> ARTICOLO
È stato in questo quadro che l'OSCE si è delineata come una sede veramente significativa e importante per affrontare e discutere di questa nuova dimensione dell'antisemitismo. Era ormai chiaro, dopo Durban, che l'ONU non poteva più offrire una tribuna per una discussione seria e oggettiva. L'OSCE, che abbraccia 56 Paesi, opera sulla base del principio del consenso e senz'altro non è sempre facile prendere decisioni, ma con un certo sforzo nel 2002 si decise di organizzare la prima Conferenza di un organismo internazionale dedicata esclusivamente all'antisemitismo, la Conferenza di Vienna del 2003.
In quell'occasione, per la prima volta abbiamo visto l'inizio del dibattito su queste nuove forme di antisemitismo e anche sul riproporsi di alcune delle vecchie forme di antisemitismo, cioè quanto vedevamo in Europa occidentale, in gran parte forse innescato dal conflitto mediorientale, però con sfumature e differenziazioni per quanto riguarda i Paesi dell'Europa centro-orientale.
Dopo la caduta del comunismo, la rinascita della democrazia e l'apertura delle società, abbiamo visto il ripresentarsi di alcune forme tradizionali di antisemitismo, addirittura radicate nel cristianesimo: i vecchi stereotipi degli ebrei così come rappresentati in opere antisemite come Mein Kampf o nei Protocolli degli anziani di Sion. Questi stereotipi iniziavano di nuovo a circolare nelle nuove società aperte dell'Europa orientale. Le comunità ebraiche di questi Paesi, che in realtà sono oramai una pallida ombra di quello che erano prima dell'Olocausto, erano impegnate nel tentare di ottenere la restituzione dei beni ebraici confiscati dai nazisti o nazionalizzati dal comunismo, impegno che è tuttora in corso. Questi sforzi hanno provocato reazioni antisemite, con una certa incertezza, da parte dei governi, sul modo di affrontarle.

> DATI RACCOLTI

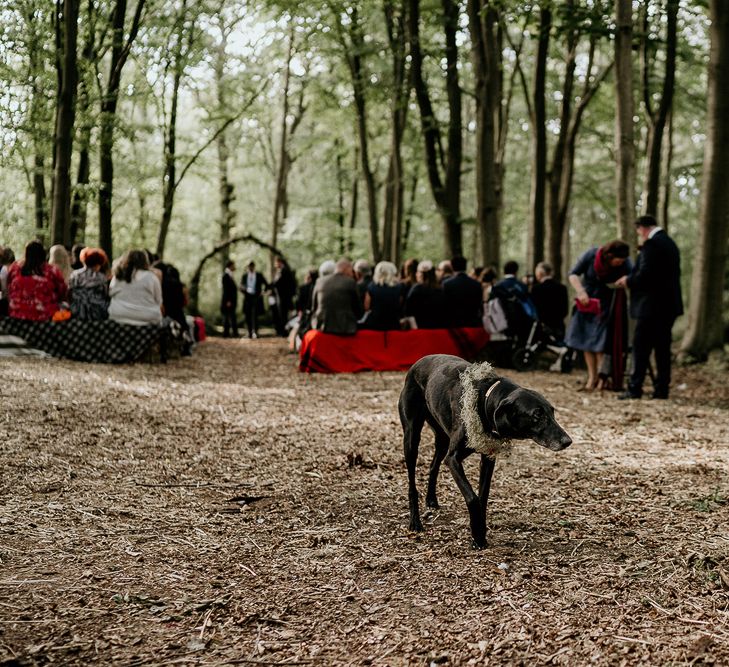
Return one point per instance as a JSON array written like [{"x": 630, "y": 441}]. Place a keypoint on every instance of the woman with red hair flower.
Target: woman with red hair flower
[{"x": 36, "y": 289}]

> COSA SERVE
Continua l'articolo sull'OSCE e l'antisemitismo partendo da dove si interrompe. L'elenco non serve.

> LA RISPOSTA
Arriviamo a Vienna, alla Conferenza dell'OSCE, con diversi temi sul tappeto. Va detto che tutte queste questioni sono state, in qualche maniera, poste dalle varie delegazioni. Forse, però, l'aspetto più importante è emerso da parte della delegazione tedesca, del professor Gert Weisskirchen, mio predecessore e membro di quella delegazione, che ha preso l'iniziativa dicendo che la Germania aveva intenzione di organizzare una conferenza di follow-up, che poi si è svolta a Berlino nel 2004. Dobbiamo sottolineare che quella Conferenza è stata di altissimo livello e ha visto la partecipazione della maggior parte dei Governi dei Paesi OSCE. Gli Stati Uniti vi erano rappresentati da Colin Powell; Joschka Fischer, Ministro degli esteri tedesco, ha presieduto la Conferenza, che è stata aperta dal Presidente tedesco e poi chiusa dal Cancelliere.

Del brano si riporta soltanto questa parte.